Natural language region descriptions
--

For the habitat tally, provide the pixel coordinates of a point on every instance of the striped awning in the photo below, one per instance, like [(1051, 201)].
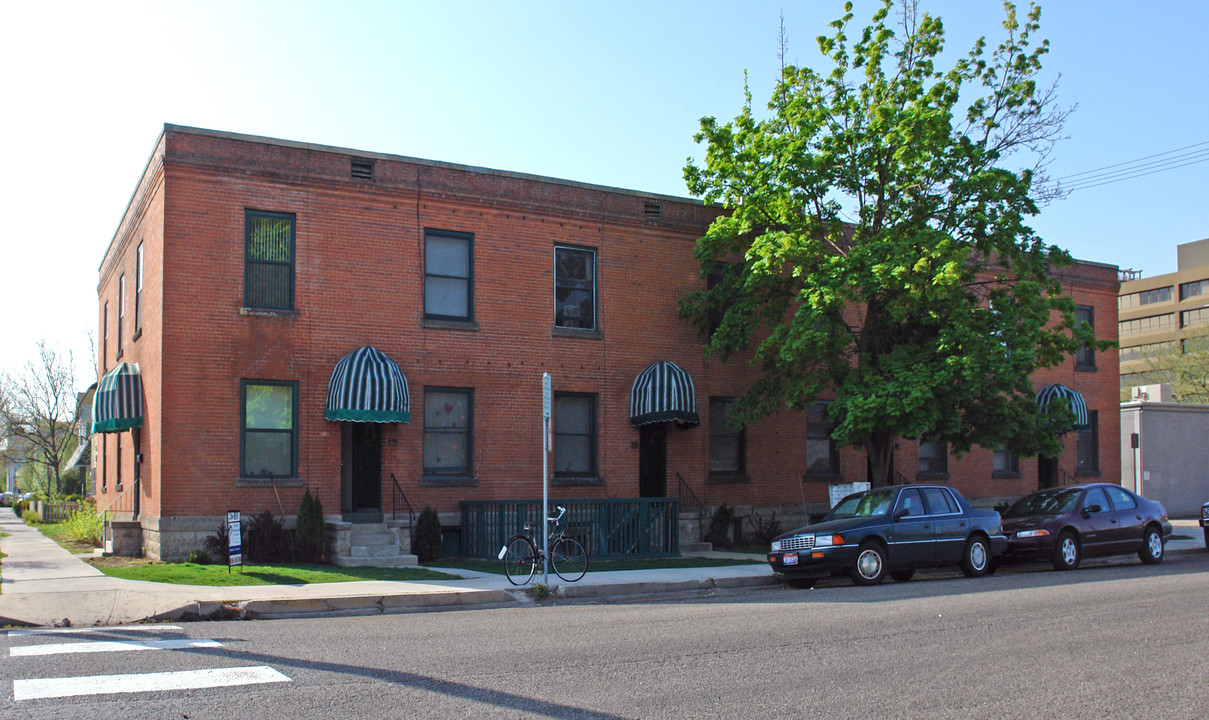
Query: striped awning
[(117, 402), (663, 393), (368, 387), (1074, 400)]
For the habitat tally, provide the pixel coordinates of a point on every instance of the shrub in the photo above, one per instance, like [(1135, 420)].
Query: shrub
[(266, 540), (85, 524), (198, 557), (311, 539), (719, 526), (428, 535)]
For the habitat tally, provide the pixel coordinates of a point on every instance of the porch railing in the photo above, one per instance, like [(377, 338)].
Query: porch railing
[(608, 528)]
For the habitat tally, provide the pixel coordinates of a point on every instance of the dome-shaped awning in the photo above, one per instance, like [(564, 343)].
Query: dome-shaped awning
[(368, 387), (117, 402), (1074, 400), (663, 393)]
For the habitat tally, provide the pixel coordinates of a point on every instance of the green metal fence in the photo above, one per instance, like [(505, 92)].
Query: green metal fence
[(608, 528)]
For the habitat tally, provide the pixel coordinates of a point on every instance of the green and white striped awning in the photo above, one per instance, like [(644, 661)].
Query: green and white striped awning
[(117, 402), (1074, 400), (368, 387), (663, 393)]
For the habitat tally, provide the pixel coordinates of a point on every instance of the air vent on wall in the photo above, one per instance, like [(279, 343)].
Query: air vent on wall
[(363, 169)]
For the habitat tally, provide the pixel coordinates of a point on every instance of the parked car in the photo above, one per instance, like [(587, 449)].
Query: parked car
[(1204, 522), (1066, 524), (891, 530)]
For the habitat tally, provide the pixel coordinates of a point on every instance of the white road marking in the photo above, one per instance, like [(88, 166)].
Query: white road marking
[(110, 646), (99, 628), (144, 683)]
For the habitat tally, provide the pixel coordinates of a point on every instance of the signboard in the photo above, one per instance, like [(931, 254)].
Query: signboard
[(235, 540)]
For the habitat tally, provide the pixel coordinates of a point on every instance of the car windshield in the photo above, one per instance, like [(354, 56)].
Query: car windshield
[(874, 503), (1045, 503)]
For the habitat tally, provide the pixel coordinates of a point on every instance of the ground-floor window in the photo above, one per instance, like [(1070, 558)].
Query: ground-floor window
[(269, 431)]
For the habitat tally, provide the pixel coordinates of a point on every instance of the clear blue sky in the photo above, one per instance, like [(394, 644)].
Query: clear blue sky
[(607, 93)]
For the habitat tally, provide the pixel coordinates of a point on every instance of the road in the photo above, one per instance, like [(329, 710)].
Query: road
[(1115, 639)]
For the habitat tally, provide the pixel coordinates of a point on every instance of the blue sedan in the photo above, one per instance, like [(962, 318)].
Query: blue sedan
[(892, 530)]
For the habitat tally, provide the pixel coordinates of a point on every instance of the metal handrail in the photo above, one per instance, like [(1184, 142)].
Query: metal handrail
[(681, 488), (397, 492)]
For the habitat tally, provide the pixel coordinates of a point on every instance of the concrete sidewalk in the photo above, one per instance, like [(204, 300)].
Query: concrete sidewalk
[(45, 585)]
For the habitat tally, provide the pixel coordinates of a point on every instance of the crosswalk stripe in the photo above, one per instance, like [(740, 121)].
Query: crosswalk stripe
[(109, 646), (45, 687), (63, 631)]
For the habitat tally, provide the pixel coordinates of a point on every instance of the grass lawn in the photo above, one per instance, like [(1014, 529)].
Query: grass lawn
[(497, 567), (275, 574)]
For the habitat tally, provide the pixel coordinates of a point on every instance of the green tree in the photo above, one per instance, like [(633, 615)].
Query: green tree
[(874, 241)]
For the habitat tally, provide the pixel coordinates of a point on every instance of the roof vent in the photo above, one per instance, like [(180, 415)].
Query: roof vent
[(362, 169)]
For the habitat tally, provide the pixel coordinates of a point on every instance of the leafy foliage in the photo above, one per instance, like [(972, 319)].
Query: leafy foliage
[(312, 534), (428, 535), (874, 243)]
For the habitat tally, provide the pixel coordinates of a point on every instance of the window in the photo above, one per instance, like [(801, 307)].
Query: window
[(138, 291), (821, 453), (449, 265), (933, 458), (1087, 446), (121, 311), (269, 261), (574, 435), (447, 431), (574, 288), (270, 429), (1006, 462), (1086, 354), (728, 447)]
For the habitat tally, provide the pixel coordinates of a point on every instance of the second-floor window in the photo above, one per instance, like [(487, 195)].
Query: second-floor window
[(269, 261), (574, 288), (449, 276)]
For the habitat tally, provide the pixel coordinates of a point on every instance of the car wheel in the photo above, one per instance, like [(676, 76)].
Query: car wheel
[(1066, 552), (1151, 547), (871, 564), (976, 561)]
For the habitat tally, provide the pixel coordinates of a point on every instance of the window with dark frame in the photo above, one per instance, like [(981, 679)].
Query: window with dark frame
[(822, 456), (574, 288), (574, 435), (1086, 354), (449, 276), (269, 429), (449, 431), (269, 260), (138, 291), (728, 446), (1087, 445)]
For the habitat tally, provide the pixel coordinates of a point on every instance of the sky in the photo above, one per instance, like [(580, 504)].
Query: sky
[(608, 93)]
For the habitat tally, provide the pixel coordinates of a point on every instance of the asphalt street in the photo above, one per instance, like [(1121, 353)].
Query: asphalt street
[(1115, 639)]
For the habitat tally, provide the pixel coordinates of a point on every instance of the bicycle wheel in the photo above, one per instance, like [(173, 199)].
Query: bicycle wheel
[(520, 559), (568, 558)]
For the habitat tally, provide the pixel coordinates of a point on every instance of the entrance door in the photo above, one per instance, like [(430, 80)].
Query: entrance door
[(362, 471), (653, 460)]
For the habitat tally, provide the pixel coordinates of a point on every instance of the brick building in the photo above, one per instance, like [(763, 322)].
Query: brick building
[(249, 274)]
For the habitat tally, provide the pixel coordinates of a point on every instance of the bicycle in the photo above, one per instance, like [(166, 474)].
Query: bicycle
[(522, 556)]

--

PROBLEM TO WORK ON.
The pictures stay out of the copy. Set down the entries above precisely.

YOUR SOLUTION.
For the habitat tally, provide the pixel coordinates of a point on every instance of the striped awning in the photo below, one per instance, like [(1051, 201)].
Query: striped awning
[(117, 402), (663, 393), (368, 387), (1074, 400)]
For the habitat tally, provide the pixel coordinates of a point on every instance of the shrub in the photo above, one per instance, like [(1135, 420)].
Query: shrub
[(266, 540), (85, 524), (198, 557), (311, 539), (719, 526), (428, 535)]
For the habitat tally, provide the pixel coordinates of a point on every instance of the porch railing in the photo above, one per instance, like [(377, 338)].
Query: porch railing
[(608, 528)]
For the habitat tally, provide the pixel coordinates of a point on every instance of the dome-shaped awning in the photo above, one per instance, like [(564, 343)].
Query: dome-shaped awning
[(368, 387), (117, 402), (1074, 400), (663, 393)]
For the habitat tally, provide the pixel coordinates of a point on every instance of the green metal fence in the photo above, one per instance, like [(505, 92)].
Query: green metal fence
[(608, 528)]
For the habitat tally, provide the pixel coordinates of a point on every instance of the green and white striped awning in the photo above, one per instance, like [(644, 661)].
Query: green and white striped awning
[(117, 402), (1074, 400), (368, 387), (663, 393)]
For the habitat tally, provide the pixel coordinates of a point on every instance of the air vent on wall in the photo above, one per instance, like [(279, 343)].
Query: air vent on wall
[(363, 169)]
For the habitat tally, provide the pixel coordinates of a point on every instance of the parked car in the photo above, one per instance, like [(587, 449)].
Query: parked car
[(1204, 522), (1066, 524), (891, 530)]
For the habitat tally, provide the pixel coordinates of a point on every instance of the white road marking in the photo above, one per instance, like [(88, 166)].
Query: white road marking
[(110, 646), (99, 628), (144, 683)]
For the habitat tally, provide the pixel coordinates of a point on every instance of the signboard in the photo above, one per instance, like [(931, 254)].
Query: signboard
[(235, 540)]
For the habitat tally, provide the pixel coordinates of a point on every instance of the car windshield in the photo above, one per instance, like [(354, 56)].
Query: car windshield
[(874, 503), (1045, 503)]
For the habitat tally, provide the pixel coordinates of a point on every instance of the ground-floor window in the photo above, one per instance, like [(1070, 558)].
Query: ground-floor window
[(269, 431)]
For the habitat tally, provide the pixel coordinates of a point on every instance of the clear blue sky in the photo above, one per instance, like [(394, 644)].
Query: clear blue sky
[(607, 93)]
For the habitat tally, provide the pixel coordinates of a point on every instance of the road in the photo above, one per instance, like [(329, 710)].
Query: road
[(1115, 639)]
For the habitat tally, provide the pixel coordinates of a point on every instance of the blue sedan in the photo above, one per instance, like [(962, 318)].
Query: blue sedan
[(892, 530)]
For the habitat tally, provide the pixel coordinates of a point on every instance of the metal handrail in the photo above, one per instance, like [(1184, 142)].
Query: metal handrail
[(681, 488), (397, 492)]
For the habitat tally, provide the pixel coordinates of a point on every instance of the concrete sidewalk in the photo above, one per instance, like [(204, 300)].
Query: concrete sidewalk
[(45, 585)]
For the habitat tally, provide the pixel coordinates of a point on every instance of the crosswalk stripe in the photo above, one per instance, like [(740, 121)].
Query: crosswalk stripe
[(109, 646), (45, 687), (63, 631)]
For the habitat tally, provide the pixel coordinates of a point on every instance of the grass lawn in the photo above, one per instance, like [(1014, 529)].
Query: grass lawn
[(497, 567), (275, 574)]
For the habitat tally, provide the pixel coordinates of a point on every instance of the green tree in the photo above, one per instance, like [(633, 615)].
Query: green tree
[(874, 241)]
For the habitat tally, provide the pixel coordinates of a point on every instance of the roof vent in the photo above, one per instance, like [(180, 415)].
Query: roof vent
[(362, 169)]
For the habitat tally, provide the pixel coordinates of a point on every instance of the leafy foliage in the photo above, one per instance, like [(972, 319)].
Query: leafy foliage
[(312, 534), (428, 535), (874, 243)]
For the habitat tally, provide the pixel coordinates of a point on every instance of the window in the photo above, one per instance, like [(801, 307)].
Query: window
[(138, 291), (821, 453), (449, 265), (933, 458), (1087, 446), (121, 311), (269, 261), (574, 435), (447, 431), (574, 288), (270, 429), (1006, 462), (1086, 354), (728, 447)]
For the habitat tally, provide the pixel coordinates of a point on every instance of the second-floor window in the photo above, one per instance, like [(487, 195)].
Query: second-floor window
[(269, 261), (574, 288), (449, 276)]
For the habitat tally, provide the pixel coordinates of a point on every instance of the car wheel in the photo above, one per instance, like [(676, 76)].
Query: car wheel
[(1066, 552), (1151, 547), (871, 564), (976, 561)]
For the habitat tally, provide the pixel coordinates of a point on every instance of the window with dark frame in the photo above, one per instance, like [(981, 679)].
Query: window with dark frame
[(822, 456), (574, 288), (574, 435), (1086, 354), (449, 276), (269, 429), (449, 431), (269, 260), (138, 291), (728, 446), (1087, 445)]
For the habitat tally, provide the pixel coordinates of a point on every instance of the sky in the photo above, one per instance, like [(580, 504)].
Query: sky
[(608, 93)]
For the habitat tally, provide the pixel coordinates of a point on every instance of the asphalt street in the photo above, one per instance, like [(1121, 353)].
Query: asphalt street
[(1115, 639)]
For the habitat tally, provide the pixel coordinates of a point on every instance of the bicycle wheel in the photo above, one per instance, like [(173, 199)].
Query: bicycle wheel
[(520, 559), (568, 558)]
For the habitat tally, provide the pixel coordinates of a point on every instance of the entrance door in the photo above, one per instance, like [(430, 80)].
Query: entrance door
[(362, 471), (653, 460)]
For the habitat tally, provide the pixel coordinates of a point on every instance of the brick building in the photo above, one per instance, like [(763, 322)].
Query: brick building
[(249, 274)]
For the habitat tally, provide the pixel coordinates of a point on every instance of the bicycle in the photo above, one per instance, like [(166, 474)].
Query: bicycle
[(522, 556)]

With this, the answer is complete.